§ **INFORMATION PROVIDED**:
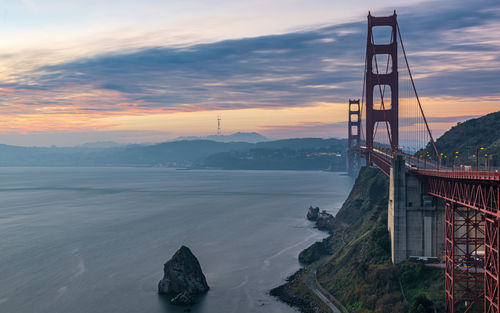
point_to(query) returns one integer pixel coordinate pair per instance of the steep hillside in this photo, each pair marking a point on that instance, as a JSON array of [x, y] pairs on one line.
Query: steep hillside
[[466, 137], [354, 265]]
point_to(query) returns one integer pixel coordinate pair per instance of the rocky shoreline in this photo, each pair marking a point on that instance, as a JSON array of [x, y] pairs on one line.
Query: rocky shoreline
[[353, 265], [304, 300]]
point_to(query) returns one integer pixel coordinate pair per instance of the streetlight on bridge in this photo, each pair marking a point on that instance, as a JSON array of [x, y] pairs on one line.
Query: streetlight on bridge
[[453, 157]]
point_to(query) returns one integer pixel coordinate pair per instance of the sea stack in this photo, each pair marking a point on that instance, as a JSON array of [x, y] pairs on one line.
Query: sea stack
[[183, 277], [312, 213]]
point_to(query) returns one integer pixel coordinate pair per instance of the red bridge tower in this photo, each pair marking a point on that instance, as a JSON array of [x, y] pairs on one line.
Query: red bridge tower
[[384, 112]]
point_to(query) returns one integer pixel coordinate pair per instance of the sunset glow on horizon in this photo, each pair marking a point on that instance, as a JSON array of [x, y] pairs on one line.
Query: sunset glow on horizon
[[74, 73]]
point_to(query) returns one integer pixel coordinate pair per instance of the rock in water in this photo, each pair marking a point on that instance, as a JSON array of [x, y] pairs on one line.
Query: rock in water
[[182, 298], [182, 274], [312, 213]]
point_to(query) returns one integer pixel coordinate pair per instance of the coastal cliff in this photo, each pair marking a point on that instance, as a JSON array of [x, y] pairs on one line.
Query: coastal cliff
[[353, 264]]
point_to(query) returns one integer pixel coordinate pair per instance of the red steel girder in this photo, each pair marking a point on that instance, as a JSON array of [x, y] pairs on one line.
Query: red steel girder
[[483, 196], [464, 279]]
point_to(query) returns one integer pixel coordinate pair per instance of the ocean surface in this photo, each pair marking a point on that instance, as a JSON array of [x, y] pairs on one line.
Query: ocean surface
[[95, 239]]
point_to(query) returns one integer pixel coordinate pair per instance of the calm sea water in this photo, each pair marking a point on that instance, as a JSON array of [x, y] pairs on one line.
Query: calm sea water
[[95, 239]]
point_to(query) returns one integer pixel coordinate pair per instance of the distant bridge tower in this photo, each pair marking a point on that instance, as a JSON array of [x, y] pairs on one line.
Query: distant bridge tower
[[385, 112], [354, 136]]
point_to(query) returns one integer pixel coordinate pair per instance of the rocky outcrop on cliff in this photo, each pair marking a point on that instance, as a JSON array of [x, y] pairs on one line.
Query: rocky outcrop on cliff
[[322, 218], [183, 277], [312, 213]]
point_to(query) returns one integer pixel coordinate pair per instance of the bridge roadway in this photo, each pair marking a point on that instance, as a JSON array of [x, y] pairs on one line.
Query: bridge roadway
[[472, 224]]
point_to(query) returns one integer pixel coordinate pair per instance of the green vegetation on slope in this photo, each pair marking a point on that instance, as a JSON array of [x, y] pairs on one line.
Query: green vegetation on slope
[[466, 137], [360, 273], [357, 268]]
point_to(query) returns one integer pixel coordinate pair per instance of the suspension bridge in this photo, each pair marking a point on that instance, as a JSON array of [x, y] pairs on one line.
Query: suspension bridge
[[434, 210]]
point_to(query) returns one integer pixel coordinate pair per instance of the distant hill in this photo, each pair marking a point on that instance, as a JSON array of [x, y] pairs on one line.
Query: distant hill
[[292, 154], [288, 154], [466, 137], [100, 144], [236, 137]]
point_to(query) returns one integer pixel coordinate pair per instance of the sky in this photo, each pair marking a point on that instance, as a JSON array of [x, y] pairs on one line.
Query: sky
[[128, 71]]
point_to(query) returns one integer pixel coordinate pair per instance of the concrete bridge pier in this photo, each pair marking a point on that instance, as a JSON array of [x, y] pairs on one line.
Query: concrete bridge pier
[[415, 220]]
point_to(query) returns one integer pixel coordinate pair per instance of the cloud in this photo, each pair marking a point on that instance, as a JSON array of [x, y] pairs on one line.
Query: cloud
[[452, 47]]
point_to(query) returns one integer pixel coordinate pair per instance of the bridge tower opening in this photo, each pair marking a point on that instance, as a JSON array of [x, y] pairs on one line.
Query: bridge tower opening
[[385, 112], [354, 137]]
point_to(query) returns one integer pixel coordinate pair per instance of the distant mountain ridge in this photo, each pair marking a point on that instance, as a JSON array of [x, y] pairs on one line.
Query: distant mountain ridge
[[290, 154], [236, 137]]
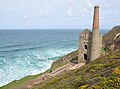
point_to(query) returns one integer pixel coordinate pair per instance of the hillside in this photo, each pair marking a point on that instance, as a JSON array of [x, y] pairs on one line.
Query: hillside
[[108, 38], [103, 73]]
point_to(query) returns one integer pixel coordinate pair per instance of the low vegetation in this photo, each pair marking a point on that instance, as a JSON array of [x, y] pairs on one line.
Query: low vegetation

§ **SHORT EXERCISE**:
Rewrite everything from the start of the data down to the line containing "[[384, 112]]", with every coordinate in the answers offset by 124. Include the requests, and omit the pictures.

§ **SOLUTION FOR THIS PROBLEM**:
point_to(query) returns one integer pixel coordinate pair per instance of the steep hillside in this photo, each pair marking a point on that instance, as a JSON array of [x, y] pairs on one line.
Query: steep hillside
[[590, 261], [478, 389]]
point_to(query) returns one integer pixel coordinate pair per instance of the rocky shoreline in this photo, each pair marking a point on that instance, as a JSON array of [x, y] pairs on one line.
Query: rocky shoreline
[[477, 389], [428, 424]]
point_to(query) returns one integer pixel coordinate pair per instance of the streetlight on bridge in this photo, each pair marking a point on that instance, as a JSON array of [x, y] pairs on one line.
Query: streetlight on bridge
[[577, 281]]
point_to(query) returns one integer pixel coordinate pair per instance of the sea stack in this photo, each pair marking a point on that instance, as a JSON array of [x, y] pairs on one line.
Query: sea stack
[[307, 401], [436, 337]]
point_to(query) returns one integer pixel coordinate pair per instance of the red bridge tower in this photo, each pair marking a point on that instance, as a JSON array of [x, y] pairs on one line.
Query: red bridge tower
[[508, 236]]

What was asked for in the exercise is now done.